Exercises to complete:
**1)** Answer these questions from the text on the lithium powder dropper:
(a) What is plasma used as?
(b) How does lithium increase plasma performance?
(c) Why must pure lithium powder be coated for such experiments?
**2)** Copy down the passage of the text on the lithium powder dropper between "The problem is" and "for such experiments.", inclusive.

Text section:
The lithium powder dropper recently developed and tested by an NSTX team improves both plasma performance and duration. Plasma is a hot, gaseous state of matter used as the fuel to produce fusion energy - the power source of the sun and the stars.
Lithium, used for years in fusion devices as a coating on vacuum vessel walls, increases plasma performance by reducing impurities sputtering into the plasma. This benefit, though, is sometimes short-lived. Since lithium deactivates quickly, it sometimes loses its ability to boost the plasma performance during an entire discharge—or shot.
The problem is how to re-supply lithium halfway through and to the end of the plasma shot. "How do you keep the party going?" asks PPPL physicist Dennis Mansfield.
That's where the dropper comes in, shaking lithium into the plasma during the shot. Researchers tested the dropper at the end of NSTX operations last year, using pure lithium with thin coatings of carbonate. Pure lithium powder ignites in air and must be coated for stabilization for such experiments.

(Items from a data source)
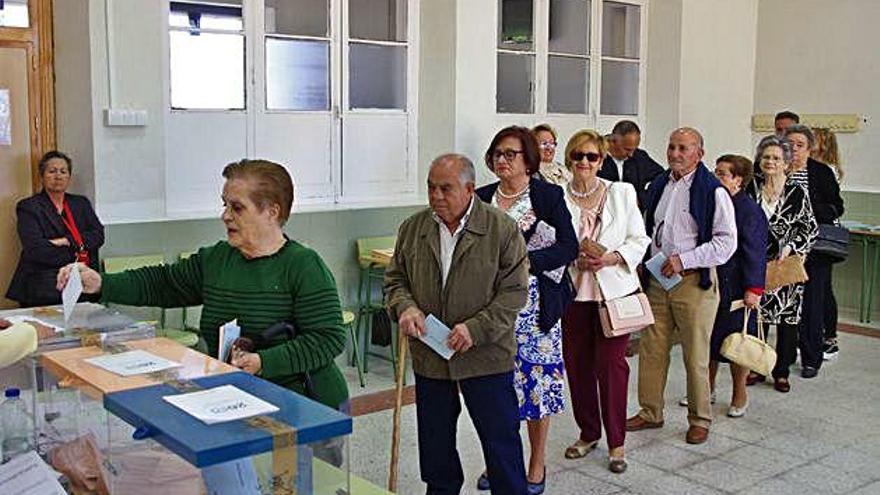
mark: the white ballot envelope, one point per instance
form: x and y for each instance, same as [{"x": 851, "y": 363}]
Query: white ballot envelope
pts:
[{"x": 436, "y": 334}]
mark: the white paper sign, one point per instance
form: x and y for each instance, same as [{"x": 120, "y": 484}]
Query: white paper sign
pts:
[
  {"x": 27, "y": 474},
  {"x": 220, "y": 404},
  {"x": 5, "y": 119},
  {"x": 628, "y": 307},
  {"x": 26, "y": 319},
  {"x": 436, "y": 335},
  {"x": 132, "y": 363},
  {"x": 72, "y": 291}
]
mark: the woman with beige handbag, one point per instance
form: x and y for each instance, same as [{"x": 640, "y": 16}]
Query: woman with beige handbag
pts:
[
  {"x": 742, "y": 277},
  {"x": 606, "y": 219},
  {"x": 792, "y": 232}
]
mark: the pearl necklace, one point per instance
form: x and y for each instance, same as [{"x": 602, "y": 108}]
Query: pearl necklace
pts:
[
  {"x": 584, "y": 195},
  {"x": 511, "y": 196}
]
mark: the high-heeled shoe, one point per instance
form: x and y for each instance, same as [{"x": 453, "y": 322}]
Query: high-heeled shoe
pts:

Answer set:
**1)**
(a) Plasma is used as the fuel to produce fusion energy.
(b) Lithium increases plasma performance by reducing impurities sputtering into the plasma.
(c) Pure lithium powder ignites in air.

**2)**
The problem is how to re-supply lithium halfway through and to the end of the plasma shot. "How do you keep the party going?" asks PPPL physicist Dennis Mansfield.
That's where the dropper comes in, shaking lithium into the plasma during the shot. Researchers tested the dropper at the end of NSTX operations last year, using pure lithium with thin coatings of carbonate. Pure lithium powder ignites in air and must be coated for stabilization for such experiments.